↓

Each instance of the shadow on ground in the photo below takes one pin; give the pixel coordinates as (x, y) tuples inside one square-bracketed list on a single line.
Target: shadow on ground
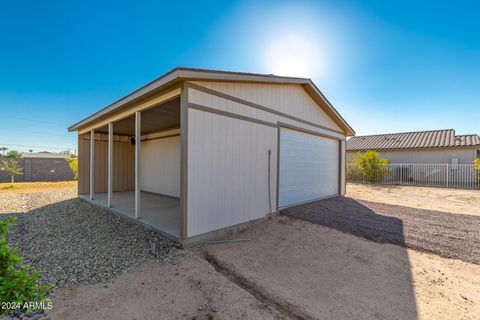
[(320, 273), (447, 234)]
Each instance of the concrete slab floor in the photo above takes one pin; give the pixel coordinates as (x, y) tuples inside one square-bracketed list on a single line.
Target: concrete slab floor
[(159, 212)]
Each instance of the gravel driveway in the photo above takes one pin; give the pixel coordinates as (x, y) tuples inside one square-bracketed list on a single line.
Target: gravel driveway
[(448, 235), (72, 241)]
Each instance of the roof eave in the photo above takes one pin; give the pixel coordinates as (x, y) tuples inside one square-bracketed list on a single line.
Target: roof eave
[(182, 74)]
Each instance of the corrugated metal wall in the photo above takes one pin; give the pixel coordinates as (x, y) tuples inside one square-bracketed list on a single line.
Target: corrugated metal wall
[(291, 99), (228, 157), (228, 171), (309, 167), (161, 165), (123, 159)]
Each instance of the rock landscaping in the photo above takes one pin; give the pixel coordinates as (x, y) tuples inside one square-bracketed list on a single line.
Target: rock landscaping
[(71, 241)]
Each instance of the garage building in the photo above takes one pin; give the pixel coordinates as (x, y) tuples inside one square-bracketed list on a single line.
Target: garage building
[(198, 152)]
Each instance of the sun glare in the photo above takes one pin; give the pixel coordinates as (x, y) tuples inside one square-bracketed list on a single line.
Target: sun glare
[(293, 55)]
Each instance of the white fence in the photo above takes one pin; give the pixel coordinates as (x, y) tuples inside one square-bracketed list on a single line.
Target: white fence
[(460, 176)]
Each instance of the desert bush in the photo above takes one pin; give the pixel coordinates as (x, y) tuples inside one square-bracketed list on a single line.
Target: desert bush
[(19, 285), (73, 164), (12, 168), (369, 166), (476, 167)]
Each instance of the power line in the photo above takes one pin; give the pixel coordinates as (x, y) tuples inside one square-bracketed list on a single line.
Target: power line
[(29, 146), (37, 132), (32, 120)]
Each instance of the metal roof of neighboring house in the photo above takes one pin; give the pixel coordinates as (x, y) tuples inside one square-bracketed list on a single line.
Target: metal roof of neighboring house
[(181, 74), (43, 154), (413, 140)]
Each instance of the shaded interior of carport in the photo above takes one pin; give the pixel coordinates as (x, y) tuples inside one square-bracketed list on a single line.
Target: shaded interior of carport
[(132, 166)]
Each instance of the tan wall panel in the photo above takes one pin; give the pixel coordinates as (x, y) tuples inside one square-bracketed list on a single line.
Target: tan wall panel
[(123, 164)]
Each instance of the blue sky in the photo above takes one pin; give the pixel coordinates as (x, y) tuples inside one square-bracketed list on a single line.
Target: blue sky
[(387, 66)]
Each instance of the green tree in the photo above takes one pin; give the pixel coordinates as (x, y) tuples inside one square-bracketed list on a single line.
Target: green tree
[(18, 283), (73, 164), (12, 168), (13, 154), (370, 166)]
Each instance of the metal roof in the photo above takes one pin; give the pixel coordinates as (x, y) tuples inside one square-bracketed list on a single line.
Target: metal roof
[(181, 74), (413, 140)]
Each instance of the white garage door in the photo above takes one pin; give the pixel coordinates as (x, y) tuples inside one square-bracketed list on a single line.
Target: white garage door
[(309, 167)]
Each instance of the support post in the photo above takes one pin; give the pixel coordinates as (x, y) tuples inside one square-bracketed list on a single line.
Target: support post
[(110, 164), (92, 163), (138, 143)]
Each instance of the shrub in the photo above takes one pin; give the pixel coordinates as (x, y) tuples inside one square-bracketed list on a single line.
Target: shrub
[(73, 164), (476, 167), (12, 168), (370, 166), (18, 283)]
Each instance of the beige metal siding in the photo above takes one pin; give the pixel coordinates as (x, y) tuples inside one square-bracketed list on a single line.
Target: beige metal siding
[(222, 104), (228, 171), (290, 99), (343, 168), (228, 156), (123, 164)]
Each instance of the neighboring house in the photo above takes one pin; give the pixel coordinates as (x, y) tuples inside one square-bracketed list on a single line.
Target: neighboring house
[(198, 152), (40, 167), (422, 147)]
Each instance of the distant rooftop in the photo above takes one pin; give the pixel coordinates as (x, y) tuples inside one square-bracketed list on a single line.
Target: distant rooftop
[(412, 140)]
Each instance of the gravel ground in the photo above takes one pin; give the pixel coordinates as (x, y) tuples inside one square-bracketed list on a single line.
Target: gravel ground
[(448, 235), (72, 241)]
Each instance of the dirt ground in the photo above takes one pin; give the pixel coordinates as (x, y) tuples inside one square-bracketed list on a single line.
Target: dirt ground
[(439, 199), (192, 289), (32, 187), (447, 234), (322, 273)]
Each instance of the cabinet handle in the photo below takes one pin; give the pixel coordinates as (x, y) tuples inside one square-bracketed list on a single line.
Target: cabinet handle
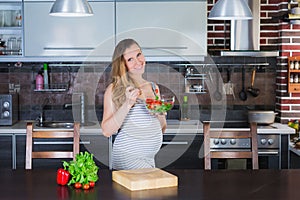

↑

Return every line of the items above as a JSON list of strings, one string per line, with blank lines dropped and the pictures left out.

[
  "Each instance of the shadow on ground in the photo below takes one pin; give the pixel coordinates as (x, y) tuples inside one square-bracketed list on a single line.",
  "Target: shadow on ground",
  "[(320, 273), (447, 234)]",
  "Each instance of the concrete slab floor in the photo above takes one pin; give the pixel coordinates as (x, y) tuples inside one square-bracketed list on a single line.",
  "Target: concrete slab floor",
  "[(159, 212)]",
  "Each instance of the gravel driveway in the photo above takes one pin; give the pixel coordinates as (x, y) tuples inside one square-bracketed list on a single line.",
  "Target: gravel driveway",
  "[(448, 235), (72, 241)]",
  "Each instance of the roof eave in the photo above takes one pin; give the pixel coordinates as (x, y) tuples inside one square-bracketed list on a single line.",
  "Target: roof eave",
  "[(182, 74)]",
  "Each instance of the corrugated metal wall in the photo above takes one pin; give the pixel coordinates as (x, y) tuples inside one square-bracketed list on a single line.",
  "Target: corrugated metal wall",
  "[(291, 99), (228, 157), (228, 171), (309, 167), (161, 165), (123, 159)]",
  "Each instance of the rock landscaping in the photo above takes one pin; give the pixel coordinates as (x, y) tuples inside one square-bracketed list on a single line.",
  "Target: rock landscaping",
  "[(71, 241)]",
  "Each instance of the garage building in the photo above takes one pin; give the pixel coordinates as (x, y) tuples inside one square-bracketed list on a single line.",
  "Target: garage building",
  "[(198, 152)]",
  "Each instance of the sun glare in the photo above takes one pin; give the pixel coordinates as (x, y) tuples inside one square-bracketed list on a single line.",
  "Target: sun glare",
  "[(293, 55)]",
  "Each instance of the white fence in the photo above takes one pin; give the pixel coordinates as (x, y) tuples inside one square-bracketed list on a single line.",
  "Target: white fence",
  "[(460, 176)]",
  "Each instance of the desert bush in the photo above takes one pin; give the pixel coordinates as (x, y) tuples inside one square-bracketed list on a single line.",
  "Target: desert bush",
  "[(19, 285), (73, 164), (12, 168), (369, 166), (476, 167)]",
  "Each instance of the power line in the photo above takes one pin; give the pixel coordinates as (x, y) tuples inside one square-bracketed list on a single line.",
  "Target: power line",
  "[(29, 146), (37, 132), (32, 120)]",
  "Each instance of the metal roof of neighboring house in the photo above takes one pin; give the pixel coordinates as (x, y) tuples inside one square-bracketed list on a single line.",
  "Target: metal roof of neighboring house",
  "[(181, 74), (43, 154), (413, 140)]",
  "Each instance of the shaded interior of carport in the photo above takes one pin; give the pixel coordinates as (x, y) tuples inside one square-bracketed list on a single line.",
  "Target: shaded interior of carport",
  "[(132, 166)]",
  "Each instance of the tan wall panel in the photo above takes one pin; give the pixel coordinates as (x, y) tuples inside one square-bracketed list on a single line.",
  "Target: tan wall panel",
  "[(123, 164)]",
  "Each instance of the blue sky in the photo above takes one pin; give the pixel coordinates as (x, y) tuples inside one square-bracketed list on a single line.",
  "Target: blue sky",
  "[(387, 66)]",
  "Each instance of the green tree in the photo above takes one pin; give the pixel coordinates as (x, y) tuples inside one square-bracketed list on a single line.",
  "Target: green tree",
  "[(18, 283), (73, 164), (12, 168), (13, 154), (370, 166)]",
  "Each instance of the metal roof in the photo above takes one pin; give the pixel coordinates as (x, y) tuples inside one square-bracketed list on a single line.",
  "Target: metal roof",
  "[(181, 74), (413, 140)]",
  "Each instance of the white garage door in the photo above takes one pin; give the pixel coordinates as (x, y) tuples inside one square-bracketed list on a single line.",
  "Target: white garage door",
  "[(309, 167)]",
  "Each instance of the support post in the photo above takes one pin; give the pixel coordinates as (x, y) tuples inside one square-bracketed list on a single line.",
  "Target: support post",
  "[(110, 164), (92, 163), (138, 143)]",
  "Each instance of the shrub in the photo above takes one pin; give the pixel coordinates as (x, y) tuples inside one square-bracketed list on a single line.",
  "Target: shrub",
  "[(73, 164), (476, 167), (12, 168), (370, 166), (18, 283)]",
  "Each instance of the beige metal siding in the photo above takes one pin; give the pixel coordinates as (x, y) tuples inside one square-bracketed list on a single line.",
  "Target: beige metal siding",
  "[(222, 104), (228, 171), (290, 99), (343, 168), (228, 156), (123, 164)]",
  "Each instance of the neighboring house in the photo above takes one pin; give the pixel coordinates as (x, y) tuples inside one square-bracketed list on a single line.",
  "Target: neighboring house",
  "[(198, 152), (40, 167), (422, 147)]",
  "Each instance of the distant rooftop in the photo above takes one pin; give the pixel coordinates as (x, y) tuples inside one square-bracketed list on a single line.",
  "Target: distant rooftop",
  "[(412, 140)]",
  "Each instance of the gravel ground in the photo above takes one pin; give the pixel coordinates as (x, y) tuples inside one square-bracketed list on a single line.",
  "Target: gravel ground",
  "[(448, 235), (72, 241)]",
  "Each instance of the dirt ground in the photo above takes one pin; give the pixel coordinates as (x, y) tuples inside one square-bracketed list on a single line.",
  "Target: dirt ground",
  "[(439, 199), (192, 289), (32, 187), (447, 234), (322, 273)]",
  "Each instance of the cabinet handle in the photo below takes one pin; give the pixel coordinates as (x, y) tuples inside one square-bracketed list on a single line.",
  "Target: cabinet handle"
]